[RECORD SET — start]
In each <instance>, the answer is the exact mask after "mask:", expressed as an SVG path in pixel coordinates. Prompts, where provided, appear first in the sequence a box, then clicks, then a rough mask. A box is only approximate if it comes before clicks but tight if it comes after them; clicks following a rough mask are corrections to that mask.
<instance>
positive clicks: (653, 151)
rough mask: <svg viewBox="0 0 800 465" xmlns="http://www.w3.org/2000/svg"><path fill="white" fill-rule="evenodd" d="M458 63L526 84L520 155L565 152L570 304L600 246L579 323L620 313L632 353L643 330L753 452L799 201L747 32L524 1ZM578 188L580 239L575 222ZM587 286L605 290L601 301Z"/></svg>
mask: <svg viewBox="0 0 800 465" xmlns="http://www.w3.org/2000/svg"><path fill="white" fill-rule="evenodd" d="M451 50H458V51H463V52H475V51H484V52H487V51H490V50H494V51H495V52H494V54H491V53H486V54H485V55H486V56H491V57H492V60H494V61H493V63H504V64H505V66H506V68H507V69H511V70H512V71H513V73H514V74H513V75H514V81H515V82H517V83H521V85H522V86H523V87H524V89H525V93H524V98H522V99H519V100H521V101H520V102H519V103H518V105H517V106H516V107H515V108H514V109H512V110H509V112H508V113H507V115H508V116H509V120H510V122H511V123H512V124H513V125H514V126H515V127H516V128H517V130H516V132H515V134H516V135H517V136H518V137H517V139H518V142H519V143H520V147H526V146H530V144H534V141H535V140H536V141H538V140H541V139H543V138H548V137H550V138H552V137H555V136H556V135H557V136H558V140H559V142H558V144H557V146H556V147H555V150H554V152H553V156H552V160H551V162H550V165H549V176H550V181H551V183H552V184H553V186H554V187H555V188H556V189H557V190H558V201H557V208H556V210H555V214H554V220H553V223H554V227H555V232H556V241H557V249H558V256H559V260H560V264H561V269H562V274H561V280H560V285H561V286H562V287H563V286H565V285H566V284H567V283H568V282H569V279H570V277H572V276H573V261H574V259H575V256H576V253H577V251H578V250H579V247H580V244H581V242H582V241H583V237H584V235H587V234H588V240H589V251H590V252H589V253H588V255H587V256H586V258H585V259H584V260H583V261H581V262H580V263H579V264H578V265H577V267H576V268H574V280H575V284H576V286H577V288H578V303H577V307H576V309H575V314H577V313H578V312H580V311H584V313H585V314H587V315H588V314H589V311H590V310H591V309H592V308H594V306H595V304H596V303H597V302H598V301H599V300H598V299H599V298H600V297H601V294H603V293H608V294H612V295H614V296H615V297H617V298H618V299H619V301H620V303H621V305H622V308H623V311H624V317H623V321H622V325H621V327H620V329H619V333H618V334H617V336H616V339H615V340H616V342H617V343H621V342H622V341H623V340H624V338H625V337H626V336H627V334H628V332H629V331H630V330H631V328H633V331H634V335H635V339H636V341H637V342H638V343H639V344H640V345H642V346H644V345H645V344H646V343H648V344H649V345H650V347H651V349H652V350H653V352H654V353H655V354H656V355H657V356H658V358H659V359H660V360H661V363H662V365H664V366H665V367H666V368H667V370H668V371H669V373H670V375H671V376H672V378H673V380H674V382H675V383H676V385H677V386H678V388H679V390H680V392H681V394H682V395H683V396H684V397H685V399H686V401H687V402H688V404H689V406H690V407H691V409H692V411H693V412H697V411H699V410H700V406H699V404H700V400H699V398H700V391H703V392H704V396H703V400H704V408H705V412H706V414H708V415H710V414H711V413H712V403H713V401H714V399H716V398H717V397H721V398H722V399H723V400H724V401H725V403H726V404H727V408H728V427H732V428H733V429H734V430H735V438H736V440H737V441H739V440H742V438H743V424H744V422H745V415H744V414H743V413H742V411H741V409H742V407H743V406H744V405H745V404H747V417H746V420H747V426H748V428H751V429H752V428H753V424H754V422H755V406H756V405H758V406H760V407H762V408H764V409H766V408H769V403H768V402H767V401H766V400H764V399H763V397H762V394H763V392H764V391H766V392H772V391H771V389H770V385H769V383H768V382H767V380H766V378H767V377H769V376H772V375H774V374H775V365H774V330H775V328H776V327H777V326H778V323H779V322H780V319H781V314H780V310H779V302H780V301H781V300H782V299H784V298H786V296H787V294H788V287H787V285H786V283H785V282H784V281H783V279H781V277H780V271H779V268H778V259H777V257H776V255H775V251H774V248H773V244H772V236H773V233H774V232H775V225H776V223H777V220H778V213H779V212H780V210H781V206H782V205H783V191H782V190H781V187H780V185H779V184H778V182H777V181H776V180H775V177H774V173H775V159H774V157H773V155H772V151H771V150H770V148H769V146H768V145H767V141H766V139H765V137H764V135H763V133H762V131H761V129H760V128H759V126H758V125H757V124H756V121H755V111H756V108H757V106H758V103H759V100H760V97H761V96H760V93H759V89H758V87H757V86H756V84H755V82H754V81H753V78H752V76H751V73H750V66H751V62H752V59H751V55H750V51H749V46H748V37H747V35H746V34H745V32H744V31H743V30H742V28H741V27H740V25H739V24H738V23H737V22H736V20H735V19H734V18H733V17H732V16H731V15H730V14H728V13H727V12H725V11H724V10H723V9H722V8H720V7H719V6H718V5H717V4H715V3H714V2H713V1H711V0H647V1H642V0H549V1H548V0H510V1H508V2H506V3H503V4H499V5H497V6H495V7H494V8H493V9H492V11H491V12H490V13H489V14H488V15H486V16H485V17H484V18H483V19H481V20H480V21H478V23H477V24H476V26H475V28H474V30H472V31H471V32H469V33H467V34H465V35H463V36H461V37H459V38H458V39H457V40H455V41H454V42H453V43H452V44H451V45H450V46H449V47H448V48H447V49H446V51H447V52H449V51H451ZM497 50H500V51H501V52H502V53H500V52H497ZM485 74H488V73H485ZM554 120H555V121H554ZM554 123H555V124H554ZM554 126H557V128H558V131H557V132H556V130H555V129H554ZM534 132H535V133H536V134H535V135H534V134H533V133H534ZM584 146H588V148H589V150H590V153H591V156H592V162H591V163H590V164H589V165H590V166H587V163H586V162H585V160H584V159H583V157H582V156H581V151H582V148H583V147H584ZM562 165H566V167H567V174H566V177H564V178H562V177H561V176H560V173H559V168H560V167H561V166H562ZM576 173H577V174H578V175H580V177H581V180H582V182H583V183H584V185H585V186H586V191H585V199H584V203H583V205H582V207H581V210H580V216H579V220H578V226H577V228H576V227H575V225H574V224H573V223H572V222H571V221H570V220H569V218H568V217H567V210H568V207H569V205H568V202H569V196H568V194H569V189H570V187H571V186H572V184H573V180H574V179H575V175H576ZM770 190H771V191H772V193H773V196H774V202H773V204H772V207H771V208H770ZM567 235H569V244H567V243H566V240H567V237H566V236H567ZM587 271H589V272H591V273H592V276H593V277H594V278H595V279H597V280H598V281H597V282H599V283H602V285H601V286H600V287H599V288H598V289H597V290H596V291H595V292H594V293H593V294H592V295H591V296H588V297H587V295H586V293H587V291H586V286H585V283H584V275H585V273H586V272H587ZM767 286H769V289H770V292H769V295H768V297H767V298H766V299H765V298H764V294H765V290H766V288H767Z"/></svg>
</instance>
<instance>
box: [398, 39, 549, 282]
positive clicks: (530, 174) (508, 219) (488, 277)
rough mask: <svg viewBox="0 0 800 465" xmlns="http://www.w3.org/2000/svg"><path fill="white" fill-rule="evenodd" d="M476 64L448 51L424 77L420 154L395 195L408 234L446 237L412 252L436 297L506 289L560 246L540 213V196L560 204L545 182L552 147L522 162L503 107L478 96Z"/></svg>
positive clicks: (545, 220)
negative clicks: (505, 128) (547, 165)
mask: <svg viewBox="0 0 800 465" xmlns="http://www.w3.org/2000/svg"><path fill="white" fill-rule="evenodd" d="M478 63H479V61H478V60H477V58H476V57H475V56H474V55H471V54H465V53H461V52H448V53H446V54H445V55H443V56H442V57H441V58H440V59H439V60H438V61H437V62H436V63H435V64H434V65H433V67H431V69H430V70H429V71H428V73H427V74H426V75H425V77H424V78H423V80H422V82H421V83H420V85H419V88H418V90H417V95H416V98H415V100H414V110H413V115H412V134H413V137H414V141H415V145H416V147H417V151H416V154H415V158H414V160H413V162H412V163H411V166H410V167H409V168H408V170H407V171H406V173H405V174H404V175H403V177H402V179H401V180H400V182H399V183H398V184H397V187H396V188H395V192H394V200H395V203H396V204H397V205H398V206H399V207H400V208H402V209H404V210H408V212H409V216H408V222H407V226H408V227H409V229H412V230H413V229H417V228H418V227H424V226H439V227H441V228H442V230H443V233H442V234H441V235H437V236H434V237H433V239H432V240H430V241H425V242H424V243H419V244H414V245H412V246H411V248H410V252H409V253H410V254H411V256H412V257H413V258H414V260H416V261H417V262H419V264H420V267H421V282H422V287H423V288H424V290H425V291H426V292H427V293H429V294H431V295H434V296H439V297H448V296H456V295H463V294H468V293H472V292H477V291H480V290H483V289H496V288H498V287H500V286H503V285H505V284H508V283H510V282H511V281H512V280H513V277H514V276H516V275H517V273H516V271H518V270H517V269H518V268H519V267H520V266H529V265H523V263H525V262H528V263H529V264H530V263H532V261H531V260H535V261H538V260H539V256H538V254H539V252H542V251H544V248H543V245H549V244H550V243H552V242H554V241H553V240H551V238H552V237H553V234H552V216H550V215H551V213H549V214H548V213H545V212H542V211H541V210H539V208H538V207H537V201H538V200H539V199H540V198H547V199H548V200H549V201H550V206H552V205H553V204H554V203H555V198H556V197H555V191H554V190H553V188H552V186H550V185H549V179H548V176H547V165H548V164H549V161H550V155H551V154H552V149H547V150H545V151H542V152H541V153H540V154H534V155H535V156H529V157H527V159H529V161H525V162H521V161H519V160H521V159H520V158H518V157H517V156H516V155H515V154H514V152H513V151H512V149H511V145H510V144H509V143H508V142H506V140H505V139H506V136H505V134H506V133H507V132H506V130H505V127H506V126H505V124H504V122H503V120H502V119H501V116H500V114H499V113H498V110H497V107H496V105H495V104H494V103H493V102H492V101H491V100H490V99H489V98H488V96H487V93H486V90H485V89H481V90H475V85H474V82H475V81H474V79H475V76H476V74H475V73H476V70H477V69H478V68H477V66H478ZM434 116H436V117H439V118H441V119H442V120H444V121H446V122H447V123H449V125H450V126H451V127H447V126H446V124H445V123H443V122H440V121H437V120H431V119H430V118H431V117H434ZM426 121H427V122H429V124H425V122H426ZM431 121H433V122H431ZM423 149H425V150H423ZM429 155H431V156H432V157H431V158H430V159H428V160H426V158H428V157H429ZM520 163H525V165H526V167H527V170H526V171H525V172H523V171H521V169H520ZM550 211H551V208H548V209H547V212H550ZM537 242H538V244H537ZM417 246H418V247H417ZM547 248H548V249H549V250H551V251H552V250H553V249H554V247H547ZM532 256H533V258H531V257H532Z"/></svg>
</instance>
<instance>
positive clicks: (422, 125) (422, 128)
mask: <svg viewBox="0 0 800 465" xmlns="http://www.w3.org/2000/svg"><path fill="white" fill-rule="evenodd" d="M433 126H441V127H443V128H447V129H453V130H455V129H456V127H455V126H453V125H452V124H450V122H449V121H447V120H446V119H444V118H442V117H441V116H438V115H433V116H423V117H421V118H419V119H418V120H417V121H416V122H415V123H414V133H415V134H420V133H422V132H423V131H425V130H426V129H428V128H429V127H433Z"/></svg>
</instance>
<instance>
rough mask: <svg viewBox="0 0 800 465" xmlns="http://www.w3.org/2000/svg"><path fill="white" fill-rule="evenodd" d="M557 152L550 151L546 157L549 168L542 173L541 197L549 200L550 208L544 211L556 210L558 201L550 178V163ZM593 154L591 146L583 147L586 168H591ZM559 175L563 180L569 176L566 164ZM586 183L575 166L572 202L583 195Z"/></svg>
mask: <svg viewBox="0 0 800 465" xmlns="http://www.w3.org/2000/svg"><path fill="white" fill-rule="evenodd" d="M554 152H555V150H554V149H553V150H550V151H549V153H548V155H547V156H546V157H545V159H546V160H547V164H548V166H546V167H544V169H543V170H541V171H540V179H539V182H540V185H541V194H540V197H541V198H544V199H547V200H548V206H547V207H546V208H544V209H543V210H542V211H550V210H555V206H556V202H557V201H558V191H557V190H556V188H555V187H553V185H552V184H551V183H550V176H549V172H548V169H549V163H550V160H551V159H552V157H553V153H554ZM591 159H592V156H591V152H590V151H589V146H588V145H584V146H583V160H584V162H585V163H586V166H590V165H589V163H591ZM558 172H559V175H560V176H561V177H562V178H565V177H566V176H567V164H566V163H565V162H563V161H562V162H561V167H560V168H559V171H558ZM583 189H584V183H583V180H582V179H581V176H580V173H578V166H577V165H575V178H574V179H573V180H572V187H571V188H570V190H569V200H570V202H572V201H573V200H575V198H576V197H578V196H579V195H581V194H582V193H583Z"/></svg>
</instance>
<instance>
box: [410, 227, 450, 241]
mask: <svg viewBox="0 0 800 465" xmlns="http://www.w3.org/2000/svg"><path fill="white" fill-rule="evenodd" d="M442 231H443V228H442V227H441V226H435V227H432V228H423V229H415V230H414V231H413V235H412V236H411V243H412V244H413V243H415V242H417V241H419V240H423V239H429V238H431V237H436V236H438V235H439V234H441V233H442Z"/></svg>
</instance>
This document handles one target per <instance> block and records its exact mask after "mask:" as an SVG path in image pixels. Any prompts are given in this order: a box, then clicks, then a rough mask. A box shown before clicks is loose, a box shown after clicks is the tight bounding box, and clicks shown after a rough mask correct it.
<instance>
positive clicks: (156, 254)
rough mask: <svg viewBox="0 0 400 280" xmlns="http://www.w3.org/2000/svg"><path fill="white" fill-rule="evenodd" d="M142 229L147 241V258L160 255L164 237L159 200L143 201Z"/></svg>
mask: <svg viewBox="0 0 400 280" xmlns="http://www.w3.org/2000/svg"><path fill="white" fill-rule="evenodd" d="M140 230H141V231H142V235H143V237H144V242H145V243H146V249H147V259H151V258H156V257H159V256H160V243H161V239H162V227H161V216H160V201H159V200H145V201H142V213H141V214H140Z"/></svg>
[RECORD SET — finish]
ASSIGNMENT »
Retype the items word for word, starting at the very beginning and continuing through the line containing "positive clicks: (653, 151)", including that line.

RESULT OF THE EXERCISE »
In each <instance>, the answer is the exact mask after "mask:", expressed as an SVG path in pixel coordinates. Prompts, where provided, appear first in the sequence a box, then clicks, then a rough mask. A box is only approximate if it comes before clicks but tight if it comes after them; clicks following a rough mask are corrections to that mask.
<instance>
positive clicks: (653, 151)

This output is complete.